_Work request_. Output every record exactly, apart from its images.

[[ Exercise data, beginning ]]

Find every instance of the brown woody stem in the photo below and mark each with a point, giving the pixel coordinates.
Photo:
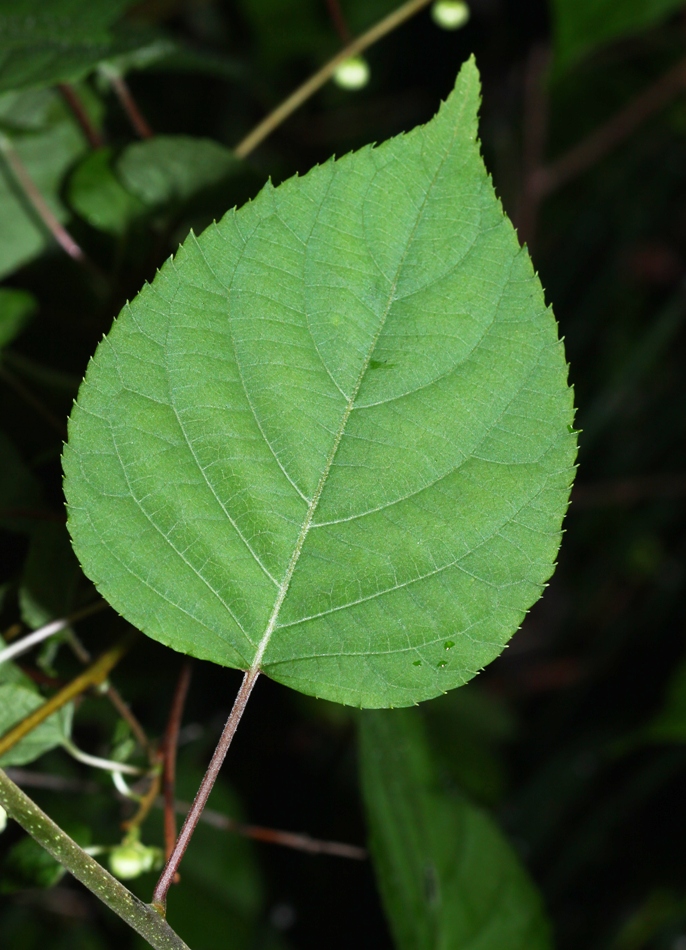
(159, 898)
(171, 738)
(339, 21)
(583, 156)
(72, 99)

[[ Exercise data, end ]]

_Result of this exercise_.
Find every instance of the brown woody stem in the photo below and mark each with a point, giving the pixel coordinates.
Photo:
(159, 898)
(171, 738)
(339, 21)
(583, 156)
(72, 99)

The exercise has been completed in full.